Aim - Gather every line in the records below that contains the string "before", and copy each one out. Case counts.

— Start of Exercise inputs —

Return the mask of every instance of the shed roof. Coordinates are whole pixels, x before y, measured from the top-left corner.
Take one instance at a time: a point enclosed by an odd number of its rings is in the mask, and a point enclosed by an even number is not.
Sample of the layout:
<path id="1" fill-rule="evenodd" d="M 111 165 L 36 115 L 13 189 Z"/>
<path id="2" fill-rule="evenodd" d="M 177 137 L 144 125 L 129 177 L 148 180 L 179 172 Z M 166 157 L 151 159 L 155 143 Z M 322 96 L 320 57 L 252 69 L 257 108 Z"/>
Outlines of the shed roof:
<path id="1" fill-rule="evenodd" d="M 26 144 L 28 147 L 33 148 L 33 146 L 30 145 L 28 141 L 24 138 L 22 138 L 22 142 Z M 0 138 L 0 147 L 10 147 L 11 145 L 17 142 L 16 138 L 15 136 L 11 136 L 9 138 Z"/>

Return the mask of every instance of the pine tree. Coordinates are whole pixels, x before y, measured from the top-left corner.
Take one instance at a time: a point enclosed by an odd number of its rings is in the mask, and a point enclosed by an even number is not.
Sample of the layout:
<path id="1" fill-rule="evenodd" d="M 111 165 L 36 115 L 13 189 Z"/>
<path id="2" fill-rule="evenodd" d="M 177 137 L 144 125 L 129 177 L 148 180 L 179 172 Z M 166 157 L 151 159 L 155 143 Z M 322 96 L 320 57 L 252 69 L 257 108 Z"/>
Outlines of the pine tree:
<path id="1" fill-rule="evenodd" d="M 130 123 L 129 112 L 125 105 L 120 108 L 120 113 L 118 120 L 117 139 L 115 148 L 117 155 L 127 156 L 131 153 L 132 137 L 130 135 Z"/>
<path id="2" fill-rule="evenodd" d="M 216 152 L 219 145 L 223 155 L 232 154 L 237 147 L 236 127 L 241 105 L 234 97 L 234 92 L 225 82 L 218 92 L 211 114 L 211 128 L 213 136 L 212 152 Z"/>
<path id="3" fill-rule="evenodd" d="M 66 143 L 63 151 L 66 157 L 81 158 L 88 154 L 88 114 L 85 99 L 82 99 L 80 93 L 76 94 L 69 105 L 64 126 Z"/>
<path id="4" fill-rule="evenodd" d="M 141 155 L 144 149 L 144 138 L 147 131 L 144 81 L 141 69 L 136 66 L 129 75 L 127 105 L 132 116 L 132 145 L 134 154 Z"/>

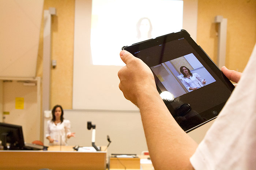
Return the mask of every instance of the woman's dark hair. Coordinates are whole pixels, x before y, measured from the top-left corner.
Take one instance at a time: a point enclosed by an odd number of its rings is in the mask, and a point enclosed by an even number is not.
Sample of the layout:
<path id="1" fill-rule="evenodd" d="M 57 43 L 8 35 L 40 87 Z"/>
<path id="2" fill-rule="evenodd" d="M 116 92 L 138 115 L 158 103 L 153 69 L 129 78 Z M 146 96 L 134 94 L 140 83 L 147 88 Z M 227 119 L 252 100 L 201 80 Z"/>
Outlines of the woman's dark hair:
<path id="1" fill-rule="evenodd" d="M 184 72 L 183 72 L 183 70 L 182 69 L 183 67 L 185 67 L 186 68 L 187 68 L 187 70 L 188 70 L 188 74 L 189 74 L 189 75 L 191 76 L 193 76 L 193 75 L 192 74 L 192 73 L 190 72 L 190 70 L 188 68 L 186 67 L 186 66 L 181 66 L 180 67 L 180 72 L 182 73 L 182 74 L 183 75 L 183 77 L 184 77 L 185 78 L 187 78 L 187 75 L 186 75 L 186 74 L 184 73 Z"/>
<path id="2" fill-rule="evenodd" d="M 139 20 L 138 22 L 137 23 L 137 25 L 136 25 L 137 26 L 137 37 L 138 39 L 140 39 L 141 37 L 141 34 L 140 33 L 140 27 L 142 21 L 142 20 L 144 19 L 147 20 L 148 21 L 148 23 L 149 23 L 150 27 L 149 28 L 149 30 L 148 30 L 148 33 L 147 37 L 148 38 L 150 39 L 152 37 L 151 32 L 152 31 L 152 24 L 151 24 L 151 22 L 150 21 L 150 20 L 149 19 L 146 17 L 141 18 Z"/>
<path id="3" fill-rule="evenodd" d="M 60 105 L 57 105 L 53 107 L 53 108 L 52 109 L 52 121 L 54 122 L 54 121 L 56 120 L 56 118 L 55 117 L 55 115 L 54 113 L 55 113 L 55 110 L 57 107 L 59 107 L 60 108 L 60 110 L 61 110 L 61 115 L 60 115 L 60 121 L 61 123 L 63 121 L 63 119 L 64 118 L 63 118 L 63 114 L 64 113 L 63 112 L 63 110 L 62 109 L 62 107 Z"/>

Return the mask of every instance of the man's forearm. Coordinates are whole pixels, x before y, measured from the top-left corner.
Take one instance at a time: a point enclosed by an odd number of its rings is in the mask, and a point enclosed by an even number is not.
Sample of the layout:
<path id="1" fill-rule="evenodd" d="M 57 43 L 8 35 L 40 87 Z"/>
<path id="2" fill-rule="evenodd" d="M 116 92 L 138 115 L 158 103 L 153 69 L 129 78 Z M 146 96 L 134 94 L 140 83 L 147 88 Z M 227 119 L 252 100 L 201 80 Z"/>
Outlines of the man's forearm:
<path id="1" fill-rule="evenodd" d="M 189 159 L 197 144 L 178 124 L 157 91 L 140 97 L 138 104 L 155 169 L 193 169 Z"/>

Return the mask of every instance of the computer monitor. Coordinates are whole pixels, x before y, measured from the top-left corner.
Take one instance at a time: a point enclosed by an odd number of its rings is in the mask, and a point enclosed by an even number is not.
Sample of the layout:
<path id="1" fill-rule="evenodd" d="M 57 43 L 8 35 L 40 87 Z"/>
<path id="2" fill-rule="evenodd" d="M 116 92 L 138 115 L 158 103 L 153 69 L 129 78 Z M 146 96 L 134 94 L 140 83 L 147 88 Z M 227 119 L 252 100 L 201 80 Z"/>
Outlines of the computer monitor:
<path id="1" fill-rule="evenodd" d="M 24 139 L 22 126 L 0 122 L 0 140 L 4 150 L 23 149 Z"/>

— End of Exercise inputs —

Result -
Return the mask of every instance of the shed roof. Coordinates are whole pixels, x before y, measured from the top-left corner.
Return the mask of every instance of the pine tree. Coordinates are whole pixels, x before y, measured from the top-left corner.
Return the mask of every instance of the woman's dark hair. Coordinates are whole pixels, x before y, measured from the top-left corner.
Return the mask of every instance of the man's forearm. Coordinates are whole pixels, x before y, measured from the top-left corner.
Return the mask of every instance of the computer monitor. Coordinates are whole pixels, x before y, measured from the top-left corner.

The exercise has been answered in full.